**Problems to work on:**
a) From the article on the National Conference's Vision document below, extract the passage between "The document says" and "in this field.", inclusive.
b) List every person named in the article below on the National Conference's Vision document, leaving out the byline.
c) Answer these questions using the article below on the National Conference's Vision document:
(i) How many pages long is the document?
(ii) How many times has Abdul Rahim Rather been finance minister?
(iii) Which hill states does the government plan to learn from in the power sector?

**Selected excerpt:**
___

Aasha Khosa
Omar Abdullah is likely to constitute a state-level Investment Promotion Board (IPB) that will work towards easing complex bureaucratic procedures to attract the private sector to Jammu and Kashmir.
This is one of the points in the “Vision document’’ finalised by Abdullah’s party — the National Conference (NC) — for good governance released in the course of the election campaign for the Assembly elections but will become the cornerstone of the NC’s plans to develop the state.
According to state Finance Minister Abdul Rahim Rather, the 53-page document is not just an election manifesto but a blueprint to run the state. Rather, who has been finance minister thrice, had headed a committee comprising two former chief secretaries — Vijay Bakaya and Sheikh Ghulam Rasool — to finalise the document.
The document says the government will create opportunities for investment by the private sector in “building luxury hotels, tourist resorts, modern hospitals call centres besides the traditions sectors like fisheries, horticulture”.
It also recognises the lack of interest shown by the private sector even after the normalcy had returned there during recent years mainly because of the bureaucratic problems. The proposed autonomous IPB would try to remove these impediments and suggest ways to generate interest among the investors, it says.
Keen to harness the state’s potential for hydel power generation, Omar Abdullah’s government will try to lure private investors in the power sector and also learn from the experiences of other hill states like Himachal Pradesh and Uttarakhand, in this field.

___

**Dataset excerpts:**
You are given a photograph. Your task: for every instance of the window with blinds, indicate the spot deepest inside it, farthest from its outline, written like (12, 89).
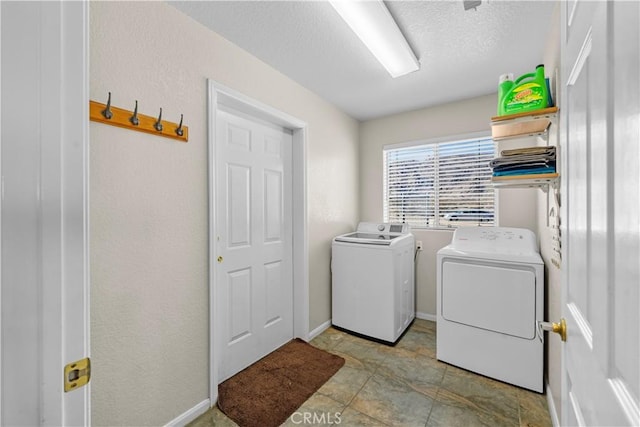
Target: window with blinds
(445, 184)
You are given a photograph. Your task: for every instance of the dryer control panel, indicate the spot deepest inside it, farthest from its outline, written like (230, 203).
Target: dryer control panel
(495, 239)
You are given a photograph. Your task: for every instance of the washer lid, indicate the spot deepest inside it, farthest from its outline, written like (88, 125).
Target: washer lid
(502, 243)
(367, 238)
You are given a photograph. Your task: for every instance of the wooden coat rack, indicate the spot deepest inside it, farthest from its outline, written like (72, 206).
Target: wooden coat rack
(114, 116)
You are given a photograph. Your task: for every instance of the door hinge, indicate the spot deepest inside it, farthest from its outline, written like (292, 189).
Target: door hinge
(77, 374)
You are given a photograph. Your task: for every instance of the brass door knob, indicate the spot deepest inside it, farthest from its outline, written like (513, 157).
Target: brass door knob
(559, 328)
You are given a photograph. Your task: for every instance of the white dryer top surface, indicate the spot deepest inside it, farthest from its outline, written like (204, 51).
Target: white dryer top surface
(501, 243)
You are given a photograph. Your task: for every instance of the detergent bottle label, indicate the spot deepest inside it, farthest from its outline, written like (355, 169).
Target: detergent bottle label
(525, 97)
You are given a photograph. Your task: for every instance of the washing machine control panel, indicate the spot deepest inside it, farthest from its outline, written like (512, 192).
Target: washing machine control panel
(384, 228)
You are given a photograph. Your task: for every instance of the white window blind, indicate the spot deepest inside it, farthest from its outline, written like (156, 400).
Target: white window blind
(447, 184)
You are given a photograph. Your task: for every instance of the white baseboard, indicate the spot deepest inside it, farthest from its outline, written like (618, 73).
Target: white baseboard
(190, 415)
(426, 316)
(552, 407)
(320, 329)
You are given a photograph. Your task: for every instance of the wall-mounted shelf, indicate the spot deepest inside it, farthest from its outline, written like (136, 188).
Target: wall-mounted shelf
(522, 124)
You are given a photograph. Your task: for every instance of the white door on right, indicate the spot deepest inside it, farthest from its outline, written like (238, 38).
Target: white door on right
(601, 194)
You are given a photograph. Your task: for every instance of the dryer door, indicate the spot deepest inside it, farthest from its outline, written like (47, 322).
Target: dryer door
(489, 295)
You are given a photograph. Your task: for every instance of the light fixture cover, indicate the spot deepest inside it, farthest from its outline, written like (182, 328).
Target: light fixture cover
(374, 25)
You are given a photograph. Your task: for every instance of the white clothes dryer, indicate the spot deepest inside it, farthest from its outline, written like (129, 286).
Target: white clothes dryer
(373, 289)
(490, 298)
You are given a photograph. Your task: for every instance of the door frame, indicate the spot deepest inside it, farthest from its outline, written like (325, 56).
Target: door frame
(61, 116)
(220, 96)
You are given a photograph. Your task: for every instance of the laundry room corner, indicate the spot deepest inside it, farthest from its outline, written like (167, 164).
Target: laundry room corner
(471, 116)
(149, 205)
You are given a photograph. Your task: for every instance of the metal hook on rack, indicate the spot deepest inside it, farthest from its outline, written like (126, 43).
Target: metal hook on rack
(107, 111)
(134, 119)
(179, 130)
(158, 124)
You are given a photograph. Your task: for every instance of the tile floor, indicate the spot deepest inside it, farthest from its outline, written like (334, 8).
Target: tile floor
(405, 385)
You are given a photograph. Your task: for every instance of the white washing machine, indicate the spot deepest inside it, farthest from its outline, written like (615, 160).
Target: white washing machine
(490, 299)
(373, 289)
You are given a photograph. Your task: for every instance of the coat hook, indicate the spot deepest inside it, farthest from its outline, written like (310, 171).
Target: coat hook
(134, 119)
(179, 130)
(158, 124)
(107, 111)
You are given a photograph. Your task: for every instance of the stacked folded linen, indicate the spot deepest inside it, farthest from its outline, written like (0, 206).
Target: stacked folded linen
(525, 161)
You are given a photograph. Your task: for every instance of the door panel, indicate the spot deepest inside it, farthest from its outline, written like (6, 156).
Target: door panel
(600, 184)
(254, 220)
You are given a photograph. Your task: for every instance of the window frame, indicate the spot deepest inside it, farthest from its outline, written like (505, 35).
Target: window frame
(439, 140)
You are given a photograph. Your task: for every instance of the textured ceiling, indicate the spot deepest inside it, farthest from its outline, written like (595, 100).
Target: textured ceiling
(462, 53)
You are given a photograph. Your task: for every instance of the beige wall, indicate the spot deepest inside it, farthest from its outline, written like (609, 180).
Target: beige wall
(516, 208)
(552, 273)
(149, 204)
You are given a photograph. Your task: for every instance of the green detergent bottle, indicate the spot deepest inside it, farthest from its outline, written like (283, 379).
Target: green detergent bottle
(528, 93)
(505, 83)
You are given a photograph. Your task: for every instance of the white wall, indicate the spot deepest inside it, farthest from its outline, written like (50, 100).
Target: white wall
(517, 207)
(149, 203)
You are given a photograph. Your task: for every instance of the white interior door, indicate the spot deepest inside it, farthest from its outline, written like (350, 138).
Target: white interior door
(601, 182)
(44, 288)
(253, 239)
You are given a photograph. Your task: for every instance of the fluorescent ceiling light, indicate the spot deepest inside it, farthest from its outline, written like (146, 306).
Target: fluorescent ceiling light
(372, 22)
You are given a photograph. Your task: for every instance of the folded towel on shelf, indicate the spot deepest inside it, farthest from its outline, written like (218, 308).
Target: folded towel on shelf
(527, 165)
(525, 161)
(520, 159)
(532, 171)
(550, 150)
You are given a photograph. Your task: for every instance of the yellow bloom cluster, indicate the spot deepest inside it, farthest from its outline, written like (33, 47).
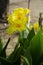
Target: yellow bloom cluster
(17, 20)
(35, 26)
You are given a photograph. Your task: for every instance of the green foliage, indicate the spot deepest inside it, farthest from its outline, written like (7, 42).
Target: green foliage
(29, 50)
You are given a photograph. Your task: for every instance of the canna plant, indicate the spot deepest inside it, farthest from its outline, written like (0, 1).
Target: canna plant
(28, 50)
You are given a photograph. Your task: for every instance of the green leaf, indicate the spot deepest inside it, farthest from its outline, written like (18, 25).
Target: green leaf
(36, 48)
(28, 56)
(4, 61)
(26, 60)
(15, 55)
(31, 34)
(1, 44)
(3, 51)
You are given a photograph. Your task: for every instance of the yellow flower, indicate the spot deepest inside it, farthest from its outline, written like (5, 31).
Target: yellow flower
(17, 20)
(36, 26)
(16, 27)
(22, 11)
(31, 26)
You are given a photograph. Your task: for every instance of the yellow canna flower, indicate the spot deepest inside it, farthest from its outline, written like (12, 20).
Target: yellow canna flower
(17, 20)
(16, 27)
(36, 26)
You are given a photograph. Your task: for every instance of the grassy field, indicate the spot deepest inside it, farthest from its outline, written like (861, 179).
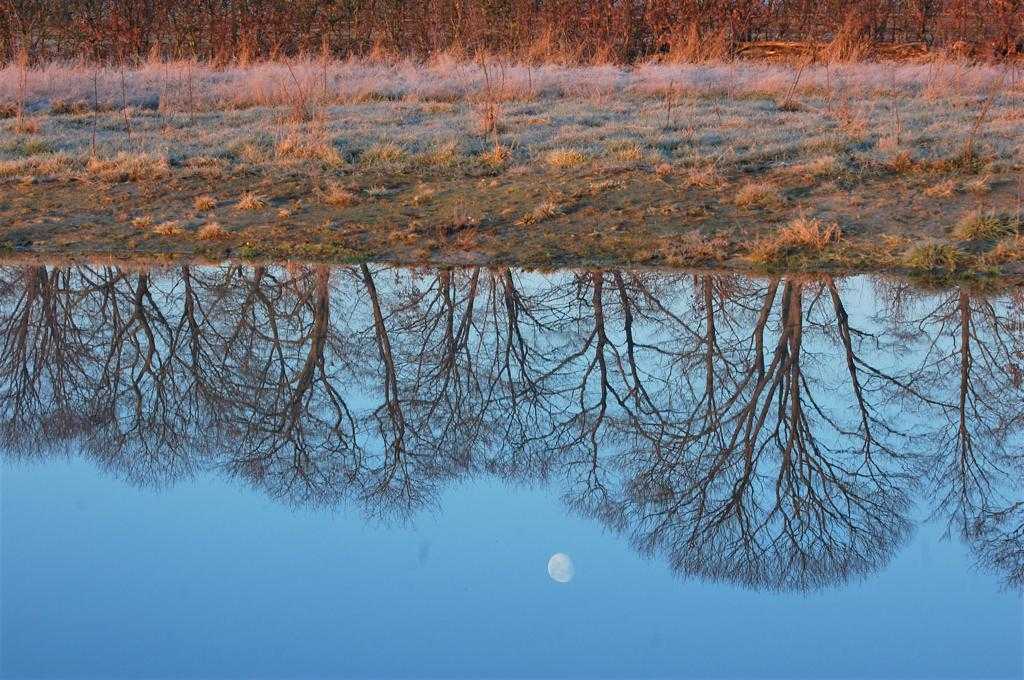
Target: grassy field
(877, 167)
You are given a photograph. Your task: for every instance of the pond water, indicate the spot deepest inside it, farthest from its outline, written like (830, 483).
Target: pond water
(368, 471)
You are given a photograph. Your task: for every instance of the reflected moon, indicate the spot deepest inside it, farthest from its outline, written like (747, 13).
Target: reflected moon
(560, 567)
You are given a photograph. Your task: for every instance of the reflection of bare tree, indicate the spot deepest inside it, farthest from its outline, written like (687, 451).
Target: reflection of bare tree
(761, 432)
(762, 483)
(973, 355)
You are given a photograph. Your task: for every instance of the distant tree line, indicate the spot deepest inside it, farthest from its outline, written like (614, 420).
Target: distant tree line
(577, 31)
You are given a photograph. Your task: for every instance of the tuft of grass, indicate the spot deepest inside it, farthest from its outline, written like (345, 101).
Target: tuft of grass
(65, 108)
(377, 192)
(1007, 250)
(25, 125)
(706, 176)
(339, 197)
(545, 211)
(801, 237)
(168, 228)
(497, 157)
(758, 195)
(205, 203)
(308, 149)
(981, 225)
(128, 167)
(626, 151)
(251, 201)
(693, 250)
(980, 185)
(935, 257)
(902, 162)
(212, 231)
(941, 190)
(565, 158)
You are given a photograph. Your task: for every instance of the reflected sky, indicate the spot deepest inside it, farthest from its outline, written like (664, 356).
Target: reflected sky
(364, 471)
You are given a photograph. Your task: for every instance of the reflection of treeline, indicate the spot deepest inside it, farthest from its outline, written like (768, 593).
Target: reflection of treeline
(757, 431)
(547, 30)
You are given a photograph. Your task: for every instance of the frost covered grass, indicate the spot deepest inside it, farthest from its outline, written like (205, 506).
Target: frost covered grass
(676, 163)
(702, 120)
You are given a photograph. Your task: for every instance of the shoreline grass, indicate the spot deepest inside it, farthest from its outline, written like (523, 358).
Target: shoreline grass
(658, 164)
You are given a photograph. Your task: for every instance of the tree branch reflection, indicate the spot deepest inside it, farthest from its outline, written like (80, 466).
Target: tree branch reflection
(773, 433)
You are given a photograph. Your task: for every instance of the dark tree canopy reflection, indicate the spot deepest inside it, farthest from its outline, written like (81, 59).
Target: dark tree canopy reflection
(775, 433)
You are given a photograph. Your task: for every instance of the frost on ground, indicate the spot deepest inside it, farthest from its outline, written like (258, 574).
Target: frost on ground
(443, 156)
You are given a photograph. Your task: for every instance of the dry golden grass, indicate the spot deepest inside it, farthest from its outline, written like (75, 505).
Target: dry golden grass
(565, 158)
(339, 197)
(625, 151)
(1007, 250)
(168, 228)
(693, 250)
(308, 147)
(706, 176)
(204, 203)
(758, 195)
(981, 225)
(979, 185)
(25, 125)
(251, 201)
(935, 257)
(801, 237)
(384, 154)
(128, 167)
(545, 211)
(212, 231)
(942, 190)
(497, 157)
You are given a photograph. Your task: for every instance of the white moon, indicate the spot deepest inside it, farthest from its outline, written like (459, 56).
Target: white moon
(560, 567)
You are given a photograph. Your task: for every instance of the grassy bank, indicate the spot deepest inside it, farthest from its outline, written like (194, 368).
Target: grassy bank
(887, 167)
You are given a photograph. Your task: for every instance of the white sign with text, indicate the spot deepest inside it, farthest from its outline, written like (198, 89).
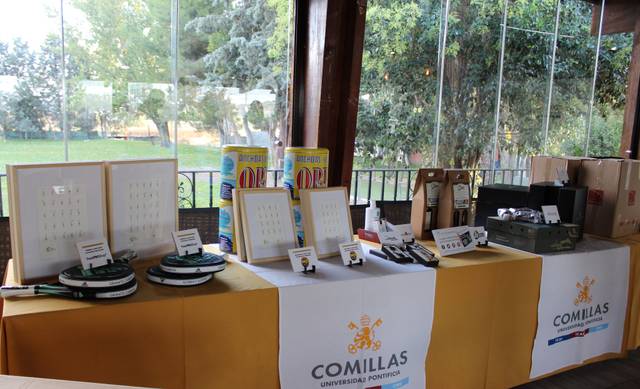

___

**Exercise solutions:**
a)
The document says the government will create opportunities for investment by the private sector in “building luxury hotels, tourist resorts, modern hospitals call centres besides the traditions sectors like fisheries, horticulture”.
It also recognises the lack of interest shown by the private sector even after the normalcy had returned there during recent years mainly because of the bureaucratic problems. The proposed autonomous IPB would try to remove these impediments and suggest ways to generate interest among the investors, it says.
Keen to harness the state’s potential for hydel power generation, Omar Abdullah’s government will try to lure private investors in the power sector and also learn from the experiences of other hill states like Himachal Pradesh and Uttarakhand, in this field.

b)
Omar Abdullah
Abdul Rahim Rather
Vijay Bakaya
Sheikh Ghulam Rasool

c)
(i) 53 pages
(ii) Three times
(iii) Himachal Pradesh and Uttarakhand